▶ _Exercise aim_: Nothing in the records may be left out or altered; reproduce them all exactly.
────────────────────
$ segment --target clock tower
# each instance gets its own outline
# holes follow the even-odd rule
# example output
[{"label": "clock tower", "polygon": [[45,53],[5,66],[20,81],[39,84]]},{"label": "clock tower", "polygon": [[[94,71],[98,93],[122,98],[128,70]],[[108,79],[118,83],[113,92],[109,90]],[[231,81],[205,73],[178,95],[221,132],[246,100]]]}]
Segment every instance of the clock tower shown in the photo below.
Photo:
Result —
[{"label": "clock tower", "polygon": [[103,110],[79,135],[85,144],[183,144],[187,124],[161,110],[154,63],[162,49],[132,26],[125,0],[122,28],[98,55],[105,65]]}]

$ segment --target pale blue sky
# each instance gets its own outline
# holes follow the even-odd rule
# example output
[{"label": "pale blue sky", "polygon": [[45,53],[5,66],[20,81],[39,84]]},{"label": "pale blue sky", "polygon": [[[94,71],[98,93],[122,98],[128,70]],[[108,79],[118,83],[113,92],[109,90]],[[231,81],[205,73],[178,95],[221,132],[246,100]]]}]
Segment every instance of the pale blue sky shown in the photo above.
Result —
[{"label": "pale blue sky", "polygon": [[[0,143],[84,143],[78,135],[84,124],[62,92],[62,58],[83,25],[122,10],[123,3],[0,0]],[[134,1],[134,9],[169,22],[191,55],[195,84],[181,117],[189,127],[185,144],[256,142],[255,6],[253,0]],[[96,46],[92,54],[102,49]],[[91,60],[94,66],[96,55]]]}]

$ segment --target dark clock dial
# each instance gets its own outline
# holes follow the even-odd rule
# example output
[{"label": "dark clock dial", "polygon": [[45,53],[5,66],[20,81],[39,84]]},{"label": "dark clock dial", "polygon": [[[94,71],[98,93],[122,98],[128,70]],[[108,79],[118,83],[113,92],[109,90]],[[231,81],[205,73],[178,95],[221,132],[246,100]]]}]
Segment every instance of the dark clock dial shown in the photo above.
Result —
────────────────────
▶ _Expected answer_:
$ segment --target clock tower
# each instance gets its own outline
# holes follow the even-odd rule
# example output
[{"label": "clock tower", "polygon": [[45,53],[5,66],[20,81],[39,84]]},{"label": "clock tower", "polygon": [[[94,71],[98,93],[122,98],[128,70]],[[108,79],[118,83],[113,92],[109,90]],[[231,81],[205,73],[178,95],[221,132],[246,100]]]}]
Segment every instance of the clock tower shown in the photo below.
Photo:
Result —
[{"label": "clock tower", "polygon": [[103,110],[79,135],[85,144],[183,144],[187,124],[161,110],[154,63],[162,49],[132,26],[125,0],[122,28],[98,55],[105,65]]}]

$ segment --target pale blue sky
# each instance gets its own outline
# holes follow the even-odd rule
# example output
[{"label": "pale blue sky", "polygon": [[45,53],[5,66],[20,81],[39,84]]},{"label": "pale blue sky", "polygon": [[[94,71],[98,93],[122,98],[128,70]],[[108,79],[118,83],[113,92],[109,90]],[[231,81],[205,73],[178,95],[221,132],[246,100]]]}]
Segment every instance of the pale blue sky shown in the photo above.
Result —
[{"label": "pale blue sky", "polygon": [[[0,143],[84,143],[78,135],[84,124],[62,92],[62,58],[83,25],[122,10],[123,3],[0,0]],[[134,1],[134,9],[169,22],[191,55],[195,84],[181,117],[189,127],[185,144],[256,142],[255,6],[253,0]],[[96,46],[92,54],[102,49]],[[91,60],[94,66],[96,55]]]}]

$ segment --target dark clock dial
# each instance gets its own outline
# holes follow the even-odd rule
# example output
[{"label": "dark clock dial", "polygon": [[45,53],[5,66],[20,81],[39,84]]},{"label": "dark clock dial", "polygon": [[[94,71],[98,93],[122,98],[128,70]],[[108,79],[118,83],[113,92],[109,90]],[[231,81],[205,73],[178,95],[221,132],[246,100]]]}]
Segment every instance of the dark clock dial shown in the photo above.
Result —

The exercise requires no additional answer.